» **WORK ITEM**
Please rewrite the part of the SuperGLUE text that opens with the words containing "What scores mean" and closes with "practical capability differences.", putting "informative" in place of "discriminative".

» **TEXT BLOCK**
---------------
The Benchmark — SuperGLUE — Stochastic Sandbox

SuperGLUE

A collection of eight challenging natural language understanding tasks designed to evaluate whether language models can handle diverse reasoning and linguistic phenomena beyond surface-level pattern matching.

What it measures

SuperGLUE tests a range of NLU capabilities: textual entailment, question answering, coreference resolution, word sense disambiguation, and commonsense reasoning. The benchmark includes tasks like determining whether one sentence logically follows from another (RTE), identifying which pronoun refers to which noun across sentences (WSC), and answering multiple-choice questions that require reading comprehension and inference (RACE, MultiRC). It’s intentionally designed to be harder than its predecessor GLUE, targeting weaknesses that models had begun to saturate.

Why it was created

GLUE, released in 2018, had become too easy—by 2019, models were already exceeding human performance on most constituent tasks. SuperGLUE (published in 2019 by Wang et al. at NYU and Google Brain) was created to provide a more challenging benchmark that would remain diagnostic for years. The authors wanted tasks that required genuine understanding rather than shallow heuristics: harder entailment cases, adversarially-constructed examples, and phenomena where humans themselves sometimes disagree.

How it works

SuperGLUE contains eight tasks with a total of ~16,000 examples. Scoring is task-specific: some use accuracy, others use F1 or Matthew’s correlation coefficient (a stricter metric for imbalanced datasets). The final SuperGLUE score is a macro-averaged score across all eight tasks, scaled to a 0-100 range where 100 is theoretically perfect. Tasks include BoolQ (yes/no questions requiring inference, ~3,700 examples), MultiRC (multiple-choice reading comprehension, ~27K examples), and RTE (textual entailment, ~2.5K examples—intentionally small to prevent overfitting). Human performance on the benchmark, measured through crowdsourcing, is approximately 89.8%.

What scores mean in practice

Human baseline: 89.8%
Current leading models (early 2024): GPT-4 scores ~96%, Claude 3 Opus ~95%, with strong open models (Llama 3, Mistral Large) reaching ~88-91%
SOTA two years ago (early 2022): ~89-90% (FLAN-T5-XXL, PaLM)
Interpretation: A score of 90+ indicates strong general language understanding. Below 85% suggests significant gaps in reasoning or linguistic phenomena. The benchmark has compressed significantly—models are now beating human performance consistently, which means it’s less discriminative than intended.

Known limitations

Saturation and ceiling effects: Most frontier models now exceed human baseline (89.8%), making it difficult to differentiate between strong models. A 2-3 point spread at the top doesn’t tell you much about practical capability differences.
Small dataset sizes and potential contamination: Some tasks have very few training examples (RTE has 2.5K), raising concerns about test set leakage into training data. By 2023, researchers documented evidence of SuperGLUE contamination in web-trained models.
Narrow linguistic phenomena: While diverse, these eight tasks don’t cover emerging challenges like long-context reasoning, structured knowledge, multi-hop reasoning at scale, or robustness to adversarial examples. Performance here doesn’t guarantee real-world robustness.

When to trust it (and when not to)

Trust it for: Comparing models in the 80-89% range, where there’s still meaningful spread. Also useful as one signal in a portfolio of benchmarks to confirm general NLU competence. It remains valuable for detecting regression.
Don’t rely on it alone for: Differentiating between state-of-the-art models (too saturated), assessing reasoning on novel domains, or making claims about human-level understanding. A high SuperGLUE score in 2024 is almost table stakes, not a distinguishing claim. Pair it with GPQA, MATH, or domain-specific evaluations.
---------------
» **THE DATA**

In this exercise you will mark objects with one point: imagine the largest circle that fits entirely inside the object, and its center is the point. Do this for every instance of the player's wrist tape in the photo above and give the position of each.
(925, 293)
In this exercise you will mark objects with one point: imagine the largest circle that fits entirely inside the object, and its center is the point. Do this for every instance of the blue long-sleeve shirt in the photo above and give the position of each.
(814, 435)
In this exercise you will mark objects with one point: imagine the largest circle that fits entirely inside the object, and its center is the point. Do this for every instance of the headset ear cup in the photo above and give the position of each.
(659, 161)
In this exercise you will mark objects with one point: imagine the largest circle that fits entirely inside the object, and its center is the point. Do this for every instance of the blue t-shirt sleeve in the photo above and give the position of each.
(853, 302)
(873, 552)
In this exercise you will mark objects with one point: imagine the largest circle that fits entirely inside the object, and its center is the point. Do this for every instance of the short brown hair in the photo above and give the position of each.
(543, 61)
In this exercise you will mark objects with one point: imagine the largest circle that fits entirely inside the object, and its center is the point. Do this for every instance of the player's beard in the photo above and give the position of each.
---------------
» **ANSWER TO THE PROBLEM**
What scores mean in practice

Human baseline: 89.8%
Current leading models (early 2024): GPT-4 scores ~96%, Claude 3 Opus ~95%, with strong open models (Llama 3, Mistral Large) reaching ~88-91%
SOTA two years ago (early 2022): ~89-90% (FLAN-T5-XXL, PaLM)
Interpretation: A score of 90+ indicates strong general language understanding. Below 85% suggests significant gaps in reasoning or linguistic phenomena. The benchmark has compressed significantly—models are now beating human performance consistently, which means it’s less informative than intended.

Known limitations

Saturation and ceiling effects: Most frontier models now exceed human baseline (89.8%), making it difficult to differentiate between strong models. A 2-3 point spread at the top doesn’t tell you much about practical capability differences.